§ What to do:
Copy out the line that contains "Identify each instance of the orange" and the lines after it through the final one in the entries below, exactly, with no other lines.

§ Records excerpted from a collection:
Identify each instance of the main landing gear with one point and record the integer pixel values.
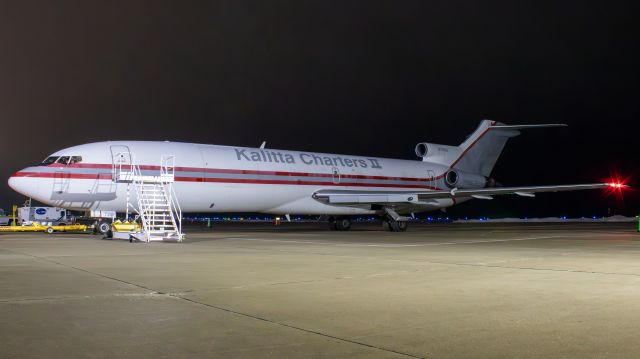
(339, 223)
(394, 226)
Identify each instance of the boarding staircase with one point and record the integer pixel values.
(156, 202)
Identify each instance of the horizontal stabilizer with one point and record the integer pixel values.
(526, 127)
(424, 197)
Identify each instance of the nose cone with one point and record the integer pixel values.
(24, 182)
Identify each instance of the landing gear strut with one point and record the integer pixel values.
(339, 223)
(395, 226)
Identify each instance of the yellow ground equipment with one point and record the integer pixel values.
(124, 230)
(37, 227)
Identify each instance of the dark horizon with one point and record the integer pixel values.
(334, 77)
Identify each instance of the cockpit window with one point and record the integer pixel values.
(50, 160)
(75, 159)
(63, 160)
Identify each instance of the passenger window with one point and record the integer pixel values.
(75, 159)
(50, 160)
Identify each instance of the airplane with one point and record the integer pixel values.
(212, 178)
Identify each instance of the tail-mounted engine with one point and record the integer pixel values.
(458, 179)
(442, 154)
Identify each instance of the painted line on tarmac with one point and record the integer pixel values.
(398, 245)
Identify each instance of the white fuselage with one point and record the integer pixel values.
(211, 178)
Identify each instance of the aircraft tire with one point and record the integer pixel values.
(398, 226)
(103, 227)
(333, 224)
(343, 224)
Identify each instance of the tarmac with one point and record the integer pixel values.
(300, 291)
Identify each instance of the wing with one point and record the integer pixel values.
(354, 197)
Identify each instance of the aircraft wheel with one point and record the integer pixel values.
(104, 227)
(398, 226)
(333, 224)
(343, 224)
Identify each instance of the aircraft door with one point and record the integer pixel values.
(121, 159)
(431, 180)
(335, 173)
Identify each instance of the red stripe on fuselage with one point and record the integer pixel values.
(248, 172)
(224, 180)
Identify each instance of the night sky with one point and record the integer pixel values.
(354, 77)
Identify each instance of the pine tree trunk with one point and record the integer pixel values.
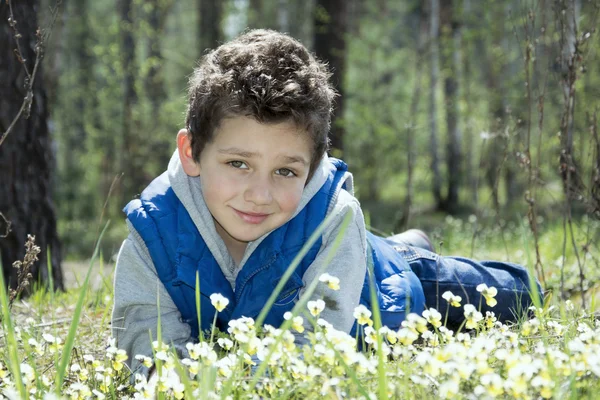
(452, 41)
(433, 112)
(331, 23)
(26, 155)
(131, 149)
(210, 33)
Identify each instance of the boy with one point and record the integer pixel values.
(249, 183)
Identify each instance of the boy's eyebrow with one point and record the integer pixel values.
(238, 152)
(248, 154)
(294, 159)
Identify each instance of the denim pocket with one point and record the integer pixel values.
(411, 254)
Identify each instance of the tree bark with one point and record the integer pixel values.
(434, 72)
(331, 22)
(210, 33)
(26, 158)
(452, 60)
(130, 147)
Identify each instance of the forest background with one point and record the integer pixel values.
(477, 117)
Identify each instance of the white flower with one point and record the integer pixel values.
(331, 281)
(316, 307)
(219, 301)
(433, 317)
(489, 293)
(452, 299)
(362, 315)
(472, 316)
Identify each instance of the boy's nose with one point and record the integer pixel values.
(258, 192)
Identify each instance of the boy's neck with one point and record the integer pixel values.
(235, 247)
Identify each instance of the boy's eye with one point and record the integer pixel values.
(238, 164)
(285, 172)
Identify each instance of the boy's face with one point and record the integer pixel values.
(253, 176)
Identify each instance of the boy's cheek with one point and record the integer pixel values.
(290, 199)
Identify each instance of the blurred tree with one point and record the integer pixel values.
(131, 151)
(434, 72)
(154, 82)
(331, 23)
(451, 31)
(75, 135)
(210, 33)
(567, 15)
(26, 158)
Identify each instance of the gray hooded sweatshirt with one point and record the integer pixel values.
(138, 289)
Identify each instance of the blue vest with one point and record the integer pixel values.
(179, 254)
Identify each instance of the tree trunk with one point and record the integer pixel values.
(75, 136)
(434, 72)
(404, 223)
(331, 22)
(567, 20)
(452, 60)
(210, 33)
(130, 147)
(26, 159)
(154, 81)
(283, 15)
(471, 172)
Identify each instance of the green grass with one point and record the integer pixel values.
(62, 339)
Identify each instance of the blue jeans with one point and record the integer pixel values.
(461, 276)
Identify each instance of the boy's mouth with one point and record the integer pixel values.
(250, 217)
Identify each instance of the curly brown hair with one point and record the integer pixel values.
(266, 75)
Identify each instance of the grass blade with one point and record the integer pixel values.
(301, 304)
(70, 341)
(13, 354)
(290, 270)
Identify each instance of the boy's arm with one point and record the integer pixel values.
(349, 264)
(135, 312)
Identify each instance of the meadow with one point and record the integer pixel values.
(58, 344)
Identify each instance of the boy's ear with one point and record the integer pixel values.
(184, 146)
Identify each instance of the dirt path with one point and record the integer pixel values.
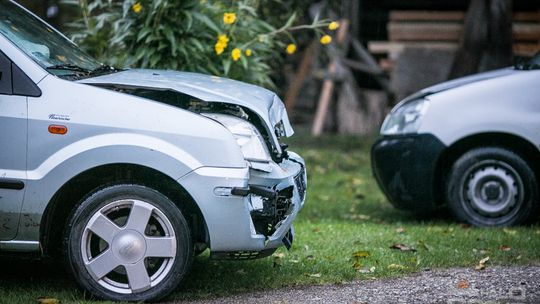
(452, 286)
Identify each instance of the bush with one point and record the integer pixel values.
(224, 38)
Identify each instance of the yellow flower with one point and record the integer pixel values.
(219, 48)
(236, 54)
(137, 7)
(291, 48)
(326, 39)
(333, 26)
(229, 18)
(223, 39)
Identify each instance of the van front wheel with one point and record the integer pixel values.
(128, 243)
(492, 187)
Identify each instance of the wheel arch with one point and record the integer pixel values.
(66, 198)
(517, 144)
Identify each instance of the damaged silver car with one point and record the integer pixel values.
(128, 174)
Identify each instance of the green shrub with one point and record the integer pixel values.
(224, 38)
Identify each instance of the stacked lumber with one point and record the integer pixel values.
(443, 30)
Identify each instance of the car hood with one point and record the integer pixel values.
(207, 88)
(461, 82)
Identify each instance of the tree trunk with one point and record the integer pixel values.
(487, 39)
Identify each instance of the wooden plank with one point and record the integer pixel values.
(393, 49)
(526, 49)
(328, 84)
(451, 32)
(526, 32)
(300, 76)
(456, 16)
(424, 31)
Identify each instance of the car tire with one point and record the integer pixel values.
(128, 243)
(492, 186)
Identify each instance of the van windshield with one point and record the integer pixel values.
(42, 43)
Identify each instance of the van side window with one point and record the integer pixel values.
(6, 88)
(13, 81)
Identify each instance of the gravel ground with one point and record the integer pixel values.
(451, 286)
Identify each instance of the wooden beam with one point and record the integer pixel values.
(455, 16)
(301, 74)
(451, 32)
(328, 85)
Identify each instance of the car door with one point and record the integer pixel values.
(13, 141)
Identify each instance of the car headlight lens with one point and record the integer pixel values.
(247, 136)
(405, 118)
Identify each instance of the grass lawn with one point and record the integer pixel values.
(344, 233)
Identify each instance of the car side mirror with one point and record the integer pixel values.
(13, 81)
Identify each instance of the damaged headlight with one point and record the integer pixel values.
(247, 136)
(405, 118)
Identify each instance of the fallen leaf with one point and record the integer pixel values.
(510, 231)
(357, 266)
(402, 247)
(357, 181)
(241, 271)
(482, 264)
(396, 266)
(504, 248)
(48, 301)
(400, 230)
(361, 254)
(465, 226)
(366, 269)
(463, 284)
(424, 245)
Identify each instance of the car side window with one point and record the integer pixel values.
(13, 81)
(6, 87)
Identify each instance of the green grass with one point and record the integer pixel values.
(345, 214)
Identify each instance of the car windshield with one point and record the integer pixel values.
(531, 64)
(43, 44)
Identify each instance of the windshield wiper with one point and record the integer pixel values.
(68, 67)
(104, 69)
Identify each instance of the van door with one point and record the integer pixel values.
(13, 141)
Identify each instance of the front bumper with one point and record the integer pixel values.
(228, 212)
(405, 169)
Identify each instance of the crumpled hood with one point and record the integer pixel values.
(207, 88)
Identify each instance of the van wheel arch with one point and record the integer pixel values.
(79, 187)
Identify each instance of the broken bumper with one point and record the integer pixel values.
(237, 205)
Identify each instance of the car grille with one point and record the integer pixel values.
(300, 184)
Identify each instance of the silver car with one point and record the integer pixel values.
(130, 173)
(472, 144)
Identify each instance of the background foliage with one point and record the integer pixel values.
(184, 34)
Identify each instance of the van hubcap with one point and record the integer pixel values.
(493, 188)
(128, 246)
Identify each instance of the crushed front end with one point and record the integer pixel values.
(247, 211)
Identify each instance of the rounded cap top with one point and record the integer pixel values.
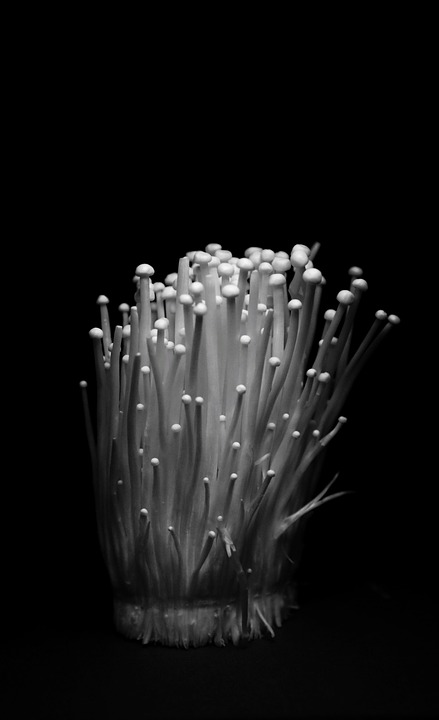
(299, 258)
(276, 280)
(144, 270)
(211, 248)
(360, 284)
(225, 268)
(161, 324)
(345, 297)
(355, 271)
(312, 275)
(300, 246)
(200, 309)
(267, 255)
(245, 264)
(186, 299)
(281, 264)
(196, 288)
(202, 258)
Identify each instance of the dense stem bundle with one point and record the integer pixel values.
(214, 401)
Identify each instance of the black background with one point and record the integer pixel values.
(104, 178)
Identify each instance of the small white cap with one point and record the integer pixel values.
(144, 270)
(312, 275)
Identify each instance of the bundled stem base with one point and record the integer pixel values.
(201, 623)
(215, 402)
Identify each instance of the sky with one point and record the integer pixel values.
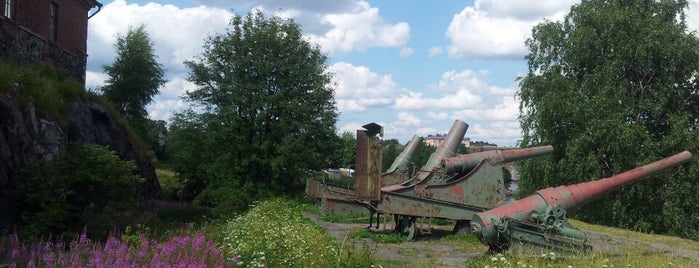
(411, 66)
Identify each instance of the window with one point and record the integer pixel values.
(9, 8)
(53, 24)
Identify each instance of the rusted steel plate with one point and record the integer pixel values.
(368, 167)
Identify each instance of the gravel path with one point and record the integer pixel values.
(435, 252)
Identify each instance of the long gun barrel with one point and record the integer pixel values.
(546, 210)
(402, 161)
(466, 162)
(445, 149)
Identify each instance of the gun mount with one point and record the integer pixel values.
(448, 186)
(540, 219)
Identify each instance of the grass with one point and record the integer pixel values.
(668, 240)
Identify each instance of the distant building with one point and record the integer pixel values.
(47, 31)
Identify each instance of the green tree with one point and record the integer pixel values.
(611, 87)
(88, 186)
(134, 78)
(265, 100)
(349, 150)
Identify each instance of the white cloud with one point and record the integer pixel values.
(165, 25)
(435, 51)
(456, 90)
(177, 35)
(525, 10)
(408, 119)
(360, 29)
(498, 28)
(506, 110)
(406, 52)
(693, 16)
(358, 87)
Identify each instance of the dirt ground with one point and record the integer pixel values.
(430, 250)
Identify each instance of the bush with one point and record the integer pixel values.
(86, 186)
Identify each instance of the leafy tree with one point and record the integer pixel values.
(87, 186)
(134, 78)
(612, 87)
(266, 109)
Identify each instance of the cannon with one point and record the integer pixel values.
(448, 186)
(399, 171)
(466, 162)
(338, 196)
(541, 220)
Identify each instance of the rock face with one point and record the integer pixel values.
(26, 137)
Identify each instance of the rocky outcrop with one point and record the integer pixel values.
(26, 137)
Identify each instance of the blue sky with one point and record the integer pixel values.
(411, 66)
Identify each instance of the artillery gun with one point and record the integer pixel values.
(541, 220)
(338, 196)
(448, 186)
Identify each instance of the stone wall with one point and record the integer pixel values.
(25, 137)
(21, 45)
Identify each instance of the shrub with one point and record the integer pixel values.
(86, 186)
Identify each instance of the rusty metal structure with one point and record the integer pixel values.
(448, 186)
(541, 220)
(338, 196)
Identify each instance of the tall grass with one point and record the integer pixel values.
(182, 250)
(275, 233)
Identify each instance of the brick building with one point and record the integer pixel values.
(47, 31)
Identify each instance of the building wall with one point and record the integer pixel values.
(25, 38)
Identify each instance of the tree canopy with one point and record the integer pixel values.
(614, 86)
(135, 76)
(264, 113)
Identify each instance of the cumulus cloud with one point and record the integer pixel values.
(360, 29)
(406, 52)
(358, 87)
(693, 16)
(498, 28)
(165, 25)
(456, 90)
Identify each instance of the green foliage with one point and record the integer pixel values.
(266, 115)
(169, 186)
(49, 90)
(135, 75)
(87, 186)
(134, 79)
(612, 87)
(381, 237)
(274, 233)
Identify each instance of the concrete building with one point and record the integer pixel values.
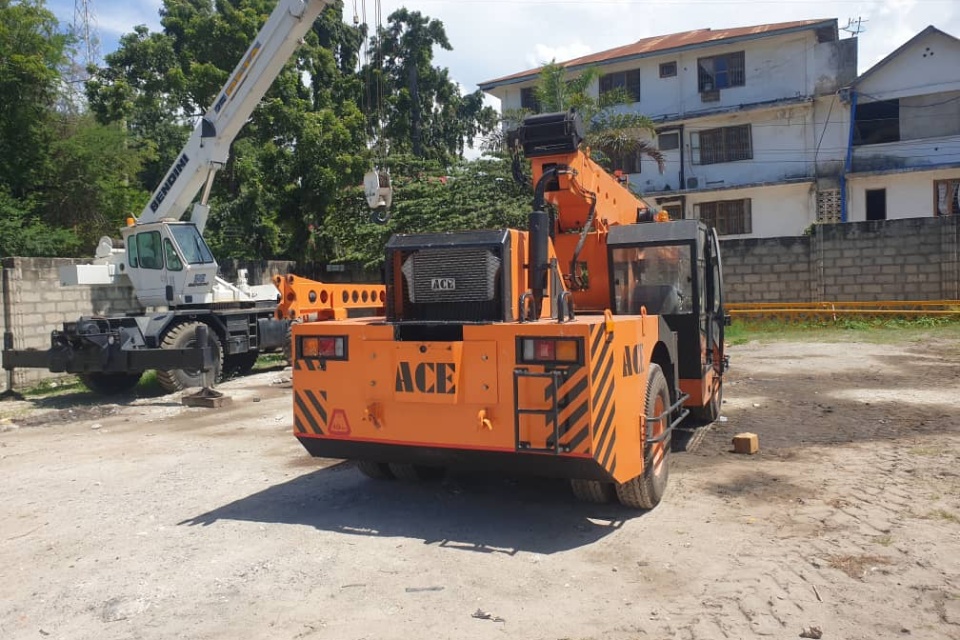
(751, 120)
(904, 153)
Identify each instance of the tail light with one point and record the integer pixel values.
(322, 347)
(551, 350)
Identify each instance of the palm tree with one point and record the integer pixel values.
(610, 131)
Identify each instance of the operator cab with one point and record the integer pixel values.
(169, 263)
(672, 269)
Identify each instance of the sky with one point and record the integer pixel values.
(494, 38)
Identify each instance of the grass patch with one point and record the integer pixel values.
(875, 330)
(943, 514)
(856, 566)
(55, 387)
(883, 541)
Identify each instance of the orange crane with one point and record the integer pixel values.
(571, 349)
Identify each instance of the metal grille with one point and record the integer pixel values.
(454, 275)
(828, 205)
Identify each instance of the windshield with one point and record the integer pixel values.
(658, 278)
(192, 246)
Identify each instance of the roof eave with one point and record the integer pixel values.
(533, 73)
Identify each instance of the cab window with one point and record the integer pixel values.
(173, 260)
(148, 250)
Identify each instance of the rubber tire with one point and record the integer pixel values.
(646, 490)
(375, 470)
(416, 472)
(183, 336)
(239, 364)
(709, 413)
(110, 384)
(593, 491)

§ Result for this exercise:
Identify each instance of the orange crane with one point and record the integer pixel values.
(571, 349)
Identify each instance of the metal grille with one point and record the integer pixel values.
(454, 275)
(828, 205)
Identify each instance of the windshield with one point and record the integer pixel values.
(658, 278)
(192, 246)
Identify each instance of the roof eave with one point and record the integer pixel values.
(533, 73)
Identify each instance of the cab window with one point and record the integer pixel values.
(173, 260)
(148, 250)
Identify each instance of the rubber tire with one point and record the integer pixel values.
(646, 490)
(375, 470)
(416, 472)
(183, 336)
(239, 364)
(709, 413)
(110, 384)
(593, 491)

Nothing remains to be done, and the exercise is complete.